- What this exercise asks:
1 - Answer these from the December meeting forum thread below:
(a) Which days does davemonkey rule out for a December meeting?
(b) What does Bhushan say he will get Dave next time?
(c) Whose doors are wide open for the NASH meeting?
2 - Write the next part of the December meeting forum thread, starting right after its last post.

- Document text:
# December meeting?



## TNguyen (Mar 20, 2005)

Does anyone want a meeting in December or call it off for the year due to Holiday/vacation time for the kids?


----------



## kwc1974 (Jan 4, 2006)

yes we need to have a meeting, we have a lot to discuss. With tne new website, the April collection trip, many topics to deal with.

As well as any members who did not join us in Atlanta, give them a breifing.

Lets get through T-day and we can discuss timing on the December meeting.


----------



## davemonkey (Mar 29, 2008)

Yes, I also would like to have a meeting in December. Any day/time except the 20th-28th.

Bhushan, I've got that Arthraxon stem growing for you. It's much easier than I thought it would be. I can hang onto it until the meeting or you can get it from me whenever you are ready. Just let me know.

I'm heading over to The old man's (Glenn) house this Saturday at 10am to watch him set up his CO2 and steal some of his plants.  

-Dave


----------



## The old man (Apr 12, 2008)

December meeting is good for me. I'll bring pics of Davemonkey crawling into my stand to wedge my new filter in place.


----------



## HoustonFishFanatic (Feb 26, 2007)

davemonkey said:


> Yes, I also would like to have a meeting in December. Any day/time except the 20th-28th.
> 
> Bhushan, I've got that Arthraxon stem growing for you. It's much easier than I thought it would be. I can hang onto it until the meeting or you can get it from me whenever you are ready. Just let me know.
> 
> ...


Thanks Dave! I will get you C.retrospiralis next time.

Bhushan


----------



## msenske (Feb 4, 2005)

ADG's doors are wide open for the NASH meeting.


----------



## TNguyen (Mar 20, 2005)

msenske said:


> ADG's doors are wide open for the NASH meeting.

- Extracted records:
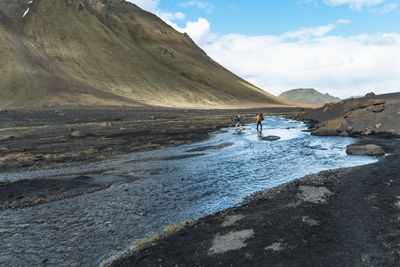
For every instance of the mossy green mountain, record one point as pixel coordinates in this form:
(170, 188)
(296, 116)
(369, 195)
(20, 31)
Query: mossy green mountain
(108, 53)
(308, 96)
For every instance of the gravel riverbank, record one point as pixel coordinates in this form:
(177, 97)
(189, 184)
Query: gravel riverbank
(344, 217)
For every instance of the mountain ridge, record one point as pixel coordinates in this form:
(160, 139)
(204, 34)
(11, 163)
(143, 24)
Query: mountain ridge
(308, 95)
(109, 53)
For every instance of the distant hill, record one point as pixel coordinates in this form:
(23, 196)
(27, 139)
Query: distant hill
(108, 53)
(308, 96)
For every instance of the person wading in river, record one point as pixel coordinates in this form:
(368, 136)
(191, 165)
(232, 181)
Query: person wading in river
(239, 122)
(260, 118)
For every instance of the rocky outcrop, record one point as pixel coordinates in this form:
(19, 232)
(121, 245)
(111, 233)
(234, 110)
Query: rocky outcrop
(367, 150)
(370, 115)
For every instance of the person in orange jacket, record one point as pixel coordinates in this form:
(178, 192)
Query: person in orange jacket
(260, 118)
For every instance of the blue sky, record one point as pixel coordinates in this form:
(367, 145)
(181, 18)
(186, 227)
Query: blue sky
(279, 16)
(343, 47)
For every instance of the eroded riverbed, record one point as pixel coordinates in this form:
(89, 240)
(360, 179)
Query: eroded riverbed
(151, 190)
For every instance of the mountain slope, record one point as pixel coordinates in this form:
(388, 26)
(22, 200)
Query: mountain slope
(308, 96)
(108, 52)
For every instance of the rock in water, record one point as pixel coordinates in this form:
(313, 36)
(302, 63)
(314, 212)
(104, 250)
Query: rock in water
(367, 150)
(270, 138)
(324, 131)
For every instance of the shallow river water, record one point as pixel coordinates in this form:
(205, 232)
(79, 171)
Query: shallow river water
(158, 188)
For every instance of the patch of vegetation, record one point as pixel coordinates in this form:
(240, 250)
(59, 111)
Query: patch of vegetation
(167, 231)
(67, 55)
(308, 96)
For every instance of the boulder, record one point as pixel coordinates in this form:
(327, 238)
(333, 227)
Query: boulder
(371, 102)
(76, 134)
(327, 106)
(324, 131)
(349, 129)
(335, 124)
(370, 94)
(377, 109)
(106, 124)
(367, 132)
(367, 150)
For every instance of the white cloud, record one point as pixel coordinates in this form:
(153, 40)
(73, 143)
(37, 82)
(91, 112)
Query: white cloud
(167, 16)
(148, 5)
(199, 4)
(306, 58)
(354, 4)
(385, 9)
(342, 66)
(309, 32)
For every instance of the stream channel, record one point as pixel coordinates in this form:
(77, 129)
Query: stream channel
(154, 189)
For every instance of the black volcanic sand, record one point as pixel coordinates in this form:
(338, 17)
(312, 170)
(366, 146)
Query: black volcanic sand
(27, 193)
(344, 217)
(42, 139)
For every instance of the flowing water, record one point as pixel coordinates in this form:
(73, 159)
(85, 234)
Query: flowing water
(158, 188)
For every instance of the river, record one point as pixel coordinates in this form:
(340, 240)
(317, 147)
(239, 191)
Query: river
(158, 188)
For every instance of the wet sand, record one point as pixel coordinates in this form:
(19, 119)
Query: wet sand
(44, 139)
(344, 217)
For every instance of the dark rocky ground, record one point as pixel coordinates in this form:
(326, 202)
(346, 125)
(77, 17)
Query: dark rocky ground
(40, 139)
(344, 217)
(377, 115)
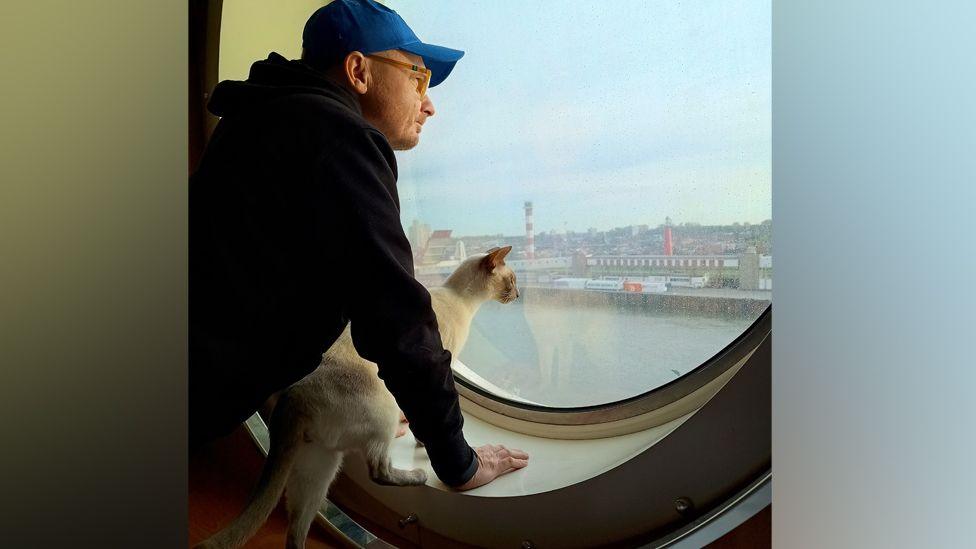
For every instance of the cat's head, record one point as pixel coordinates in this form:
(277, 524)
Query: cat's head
(486, 276)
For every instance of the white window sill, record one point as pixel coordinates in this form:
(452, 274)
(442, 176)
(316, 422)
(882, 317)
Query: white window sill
(553, 464)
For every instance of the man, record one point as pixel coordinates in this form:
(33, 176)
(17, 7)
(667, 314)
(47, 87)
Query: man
(295, 230)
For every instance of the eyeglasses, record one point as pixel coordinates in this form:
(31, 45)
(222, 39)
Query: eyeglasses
(423, 73)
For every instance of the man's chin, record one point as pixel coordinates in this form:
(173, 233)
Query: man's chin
(406, 143)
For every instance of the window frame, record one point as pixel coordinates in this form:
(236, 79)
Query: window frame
(654, 407)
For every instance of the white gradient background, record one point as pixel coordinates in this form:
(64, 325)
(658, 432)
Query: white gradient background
(874, 166)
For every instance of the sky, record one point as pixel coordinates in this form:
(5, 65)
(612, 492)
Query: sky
(603, 114)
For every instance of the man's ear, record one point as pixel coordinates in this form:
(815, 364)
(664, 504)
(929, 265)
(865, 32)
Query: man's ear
(356, 72)
(495, 258)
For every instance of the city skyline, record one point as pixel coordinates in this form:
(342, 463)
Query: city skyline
(603, 115)
(651, 226)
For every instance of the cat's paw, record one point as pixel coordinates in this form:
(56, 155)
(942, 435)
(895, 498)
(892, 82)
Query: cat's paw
(418, 477)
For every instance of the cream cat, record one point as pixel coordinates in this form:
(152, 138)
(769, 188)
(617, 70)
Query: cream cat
(344, 406)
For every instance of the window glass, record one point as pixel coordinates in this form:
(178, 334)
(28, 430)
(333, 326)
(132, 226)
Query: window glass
(588, 135)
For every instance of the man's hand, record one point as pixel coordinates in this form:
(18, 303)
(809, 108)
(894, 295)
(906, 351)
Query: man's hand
(493, 462)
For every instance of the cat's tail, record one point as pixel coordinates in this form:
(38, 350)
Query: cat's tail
(286, 442)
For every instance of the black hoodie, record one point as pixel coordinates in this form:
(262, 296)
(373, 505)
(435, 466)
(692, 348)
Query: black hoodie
(295, 231)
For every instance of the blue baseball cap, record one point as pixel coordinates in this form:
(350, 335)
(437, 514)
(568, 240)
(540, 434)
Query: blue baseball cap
(365, 26)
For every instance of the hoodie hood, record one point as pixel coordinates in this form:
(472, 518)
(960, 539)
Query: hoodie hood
(272, 78)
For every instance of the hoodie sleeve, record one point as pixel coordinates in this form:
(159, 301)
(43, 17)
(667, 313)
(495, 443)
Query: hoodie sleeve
(392, 321)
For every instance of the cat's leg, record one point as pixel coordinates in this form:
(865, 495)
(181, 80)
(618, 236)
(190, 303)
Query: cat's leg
(381, 471)
(307, 487)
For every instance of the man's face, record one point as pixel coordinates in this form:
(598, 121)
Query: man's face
(392, 102)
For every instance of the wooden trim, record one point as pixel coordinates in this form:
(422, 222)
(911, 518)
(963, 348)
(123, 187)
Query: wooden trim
(204, 50)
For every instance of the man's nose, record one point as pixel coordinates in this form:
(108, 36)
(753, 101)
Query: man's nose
(427, 106)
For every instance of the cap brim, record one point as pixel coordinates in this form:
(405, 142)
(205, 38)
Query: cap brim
(438, 59)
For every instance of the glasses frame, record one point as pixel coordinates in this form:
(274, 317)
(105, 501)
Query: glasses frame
(424, 82)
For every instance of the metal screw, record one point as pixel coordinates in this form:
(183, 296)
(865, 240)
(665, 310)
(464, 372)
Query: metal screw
(409, 519)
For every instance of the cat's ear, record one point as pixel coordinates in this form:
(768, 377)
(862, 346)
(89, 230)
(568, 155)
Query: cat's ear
(495, 258)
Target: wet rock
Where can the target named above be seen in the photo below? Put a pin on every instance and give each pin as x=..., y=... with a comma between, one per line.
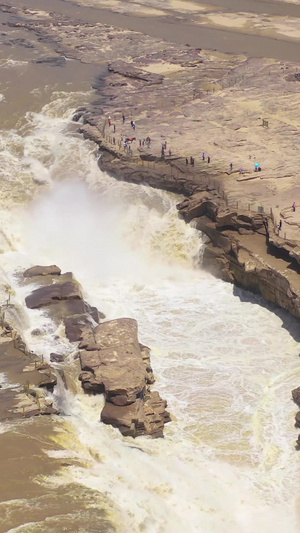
x=245, y=231
x=56, y=358
x=197, y=205
x=39, y=270
x=56, y=61
x=297, y=420
x=51, y=294
x=296, y=396
x=76, y=325
x=128, y=70
x=115, y=364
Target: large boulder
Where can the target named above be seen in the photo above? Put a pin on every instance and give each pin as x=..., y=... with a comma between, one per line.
x=39, y=270
x=296, y=396
x=115, y=364
x=51, y=294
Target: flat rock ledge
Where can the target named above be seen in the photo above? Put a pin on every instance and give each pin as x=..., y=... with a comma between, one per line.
x=29, y=379
x=113, y=362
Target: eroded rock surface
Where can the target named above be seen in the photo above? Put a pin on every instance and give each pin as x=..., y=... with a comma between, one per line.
x=39, y=270
x=115, y=364
x=112, y=360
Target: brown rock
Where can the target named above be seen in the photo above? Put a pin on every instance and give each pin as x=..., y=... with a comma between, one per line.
x=51, y=294
x=76, y=325
x=56, y=358
x=42, y=271
x=297, y=420
x=114, y=363
x=129, y=71
x=197, y=205
x=245, y=231
x=296, y=396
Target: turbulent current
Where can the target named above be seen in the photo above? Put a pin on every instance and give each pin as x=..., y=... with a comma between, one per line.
x=224, y=361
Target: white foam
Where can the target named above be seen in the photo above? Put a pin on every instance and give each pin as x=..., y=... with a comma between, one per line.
x=226, y=366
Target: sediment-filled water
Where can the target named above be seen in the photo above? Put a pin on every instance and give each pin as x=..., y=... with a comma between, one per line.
x=221, y=358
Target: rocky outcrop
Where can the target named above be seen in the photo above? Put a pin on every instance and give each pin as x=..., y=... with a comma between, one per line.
x=31, y=379
x=50, y=294
x=112, y=361
x=115, y=364
x=128, y=70
x=39, y=270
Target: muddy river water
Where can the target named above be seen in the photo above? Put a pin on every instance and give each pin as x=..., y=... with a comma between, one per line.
x=222, y=359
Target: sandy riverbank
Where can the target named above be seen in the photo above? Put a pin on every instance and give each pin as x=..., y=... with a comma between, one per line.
x=197, y=102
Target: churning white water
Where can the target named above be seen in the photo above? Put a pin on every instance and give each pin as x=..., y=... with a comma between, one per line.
x=224, y=362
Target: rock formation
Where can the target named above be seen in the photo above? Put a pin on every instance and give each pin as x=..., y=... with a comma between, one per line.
x=112, y=361
x=31, y=378
x=115, y=364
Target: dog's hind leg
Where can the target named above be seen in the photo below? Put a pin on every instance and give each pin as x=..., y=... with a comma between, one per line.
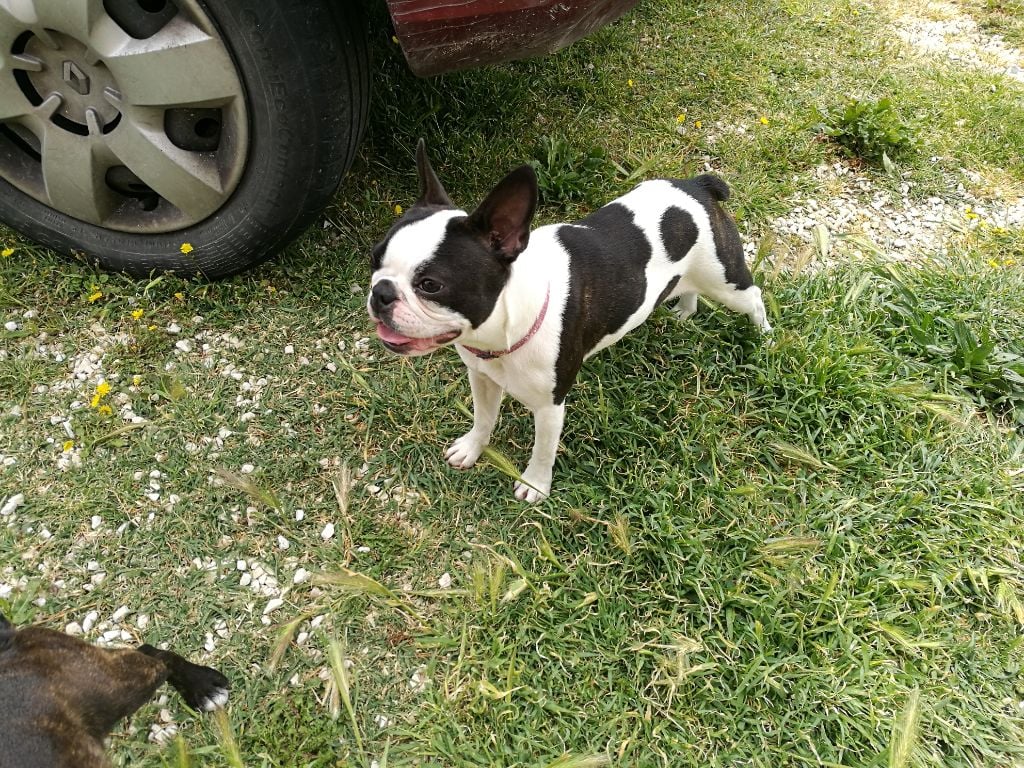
x=748, y=301
x=686, y=305
x=202, y=687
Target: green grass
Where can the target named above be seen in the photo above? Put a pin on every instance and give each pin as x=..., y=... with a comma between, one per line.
x=801, y=550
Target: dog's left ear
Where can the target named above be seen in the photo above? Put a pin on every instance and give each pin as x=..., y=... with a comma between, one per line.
x=504, y=217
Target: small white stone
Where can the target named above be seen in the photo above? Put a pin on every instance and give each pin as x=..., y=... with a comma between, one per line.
x=120, y=613
x=272, y=605
x=89, y=621
x=419, y=680
x=11, y=504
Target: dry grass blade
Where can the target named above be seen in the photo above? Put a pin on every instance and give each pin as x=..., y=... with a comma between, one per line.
x=228, y=747
x=800, y=456
x=581, y=761
x=181, y=753
x=249, y=487
x=904, y=736
x=353, y=582
x=343, y=684
x=284, y=640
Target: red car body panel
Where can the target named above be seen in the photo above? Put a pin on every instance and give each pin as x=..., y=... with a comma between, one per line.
x=443, y=35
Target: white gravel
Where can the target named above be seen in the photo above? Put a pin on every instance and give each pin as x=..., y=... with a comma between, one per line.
x=954, y=36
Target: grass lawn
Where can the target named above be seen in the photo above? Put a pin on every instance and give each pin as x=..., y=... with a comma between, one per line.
x=784, y=551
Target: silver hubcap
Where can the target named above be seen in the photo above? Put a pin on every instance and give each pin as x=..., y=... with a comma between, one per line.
x=125, y=114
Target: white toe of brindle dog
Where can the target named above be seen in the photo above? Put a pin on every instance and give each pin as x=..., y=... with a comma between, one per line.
x=525, y=308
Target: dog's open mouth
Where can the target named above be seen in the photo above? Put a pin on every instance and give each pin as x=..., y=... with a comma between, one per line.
x=409, y=345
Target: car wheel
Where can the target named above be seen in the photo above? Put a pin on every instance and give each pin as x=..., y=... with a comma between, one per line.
x=198, y=136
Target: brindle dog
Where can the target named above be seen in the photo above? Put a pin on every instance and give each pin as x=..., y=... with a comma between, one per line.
x=60, y=696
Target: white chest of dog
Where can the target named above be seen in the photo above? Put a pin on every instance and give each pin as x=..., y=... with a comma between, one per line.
x=524, y=309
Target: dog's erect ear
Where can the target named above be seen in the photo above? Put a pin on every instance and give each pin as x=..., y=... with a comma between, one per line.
x=431, y=192
x=505, y=216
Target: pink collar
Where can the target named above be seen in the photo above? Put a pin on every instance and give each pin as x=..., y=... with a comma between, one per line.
x=486, y=354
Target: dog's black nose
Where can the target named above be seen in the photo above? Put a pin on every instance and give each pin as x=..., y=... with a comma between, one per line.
x=383, y=296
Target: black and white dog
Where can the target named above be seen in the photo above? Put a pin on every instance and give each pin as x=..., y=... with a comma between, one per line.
x=60, y=696
x=524, y=309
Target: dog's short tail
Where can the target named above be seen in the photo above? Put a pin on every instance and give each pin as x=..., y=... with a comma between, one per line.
x=715, y=186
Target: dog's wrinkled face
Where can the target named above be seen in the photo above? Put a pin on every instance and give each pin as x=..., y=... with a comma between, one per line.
x=439, y=270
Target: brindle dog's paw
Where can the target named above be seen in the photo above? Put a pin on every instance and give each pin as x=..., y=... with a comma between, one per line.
x=203, y=688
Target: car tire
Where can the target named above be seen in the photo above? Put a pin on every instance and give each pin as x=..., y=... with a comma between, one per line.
x=299, y=109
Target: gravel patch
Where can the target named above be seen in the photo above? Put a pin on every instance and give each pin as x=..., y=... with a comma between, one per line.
x=860, y=217
x=956, y=37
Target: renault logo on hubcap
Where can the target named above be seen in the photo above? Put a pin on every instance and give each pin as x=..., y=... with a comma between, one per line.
x=76, y=78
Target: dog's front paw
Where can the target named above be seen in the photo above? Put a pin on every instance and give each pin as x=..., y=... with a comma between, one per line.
x=464, y=452
x=534, y=486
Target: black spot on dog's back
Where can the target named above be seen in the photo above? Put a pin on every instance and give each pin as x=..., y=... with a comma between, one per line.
x=709, y=190
x=679, y=232
x=608, y=255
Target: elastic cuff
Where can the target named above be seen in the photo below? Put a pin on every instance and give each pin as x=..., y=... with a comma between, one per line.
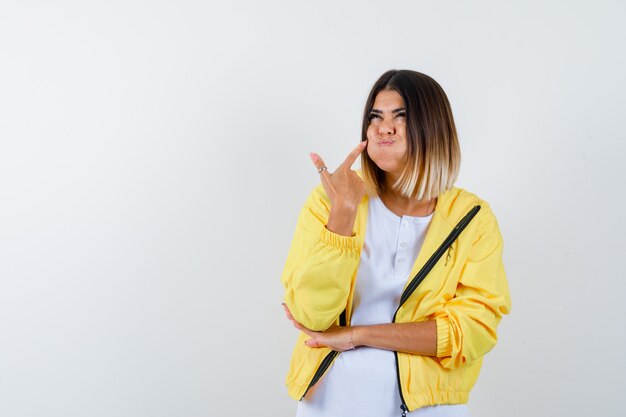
x=339, y=241
x=444, y=346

- Results by task:
1 -
(a) The 20th through the 28th.
(b) C.retrospiralis.
(c) ADG's.

2 -
Thanks Mike! ADG has been very kind to NASH. I'll get with the NASH team.


----------



## Ajax (Apr 3, 2006)

So have we set a date for the meeting yet? Also is anyone looking for any plants? I will have some E. tennellus, R. nanjenshan, R. 'green', R. macradra green, L. 'cuba' & maybe a few others depending on when we have it.


----------



## kwc1974 (Jan 4, 2006)

Looking like this weekend just trying to Nail down a location.


----------



## Navarro (Feb 12, 2004)

Saturday DECEMBER 6 at noon I spoke to Mike today and he said is OK as long as we do it at noon.
Luis


----------



## kwc1974 (Jan 4, 2006)

Thanks Luis

I called Mik, no call back.


----------



## Navarro (Feb 12, 2004)

Ajax said:


> R. 'green', R. macradra green.


I will take those if you still have them.
Luis


----------



## Navarro (Feb 12, 2004)

kwc1974 said:


> Thanks Luis
> 
> I called Mik, no call back.


He told me you did and he was busy so I went ahead and post.


----------



## Paul Higashikawa (Mar 18, 2004)

Cool beans, we got a meeting!

I can bring some trimmings as well! 

Maybe some HC, flame moss, and other cool crap


----------



## davemonkey (Mar 29, 2008)

I just marked my calendar.  Can someone post the address so I can MapQuest the directions? 

-Dave


----------



## TNguyen (Mar 20, 2005)

davemonkey said:


> I just marked my calendar.  Can someone post the address so I can MapQuest the directions?
> 
> -Dave


http://aquariumdesigngroup.com/

The address is on the contact tab. See you there!


----------



## TNguyen (Mar 20, 2005)

Paul Higashikawa said:


> Cool beans, we got a meeting!
> 
> I can bring some trimmings as well!
> 
> Maybe some HC, flame moss, and other cool crap


I'm anxious to see what kind of cool CRAP you gonna bring.


----------



## Spyke1969 (Dec 3, 2004)

Sweet, I was really hoping for a meeting. I need some trimmings, I was wiped out after the storm.


----------



## ttran (Feb 19, 2008)

I'll come to the meeting? What's time on Dec 6? 1PM?


----------



## TNguyen (Mar 20, 2005)

ttran said:


> I'll come to the meeting? What's time on Dec 6? 1PM?


It's going to be at noon. See you there!


----------



## The old man (Apr 12, 2008)

Anyone want any baby Black Mollies?


----------



## Complexity (Aug 11, 2008)

I want to come! It would be great to meet you all!

I have a LOT of Rotala rotundifolia (Rotala indica). I have 6 bundles over 20" tall with at least 15 stems each and 2 shorter bundles with at least 30 stems.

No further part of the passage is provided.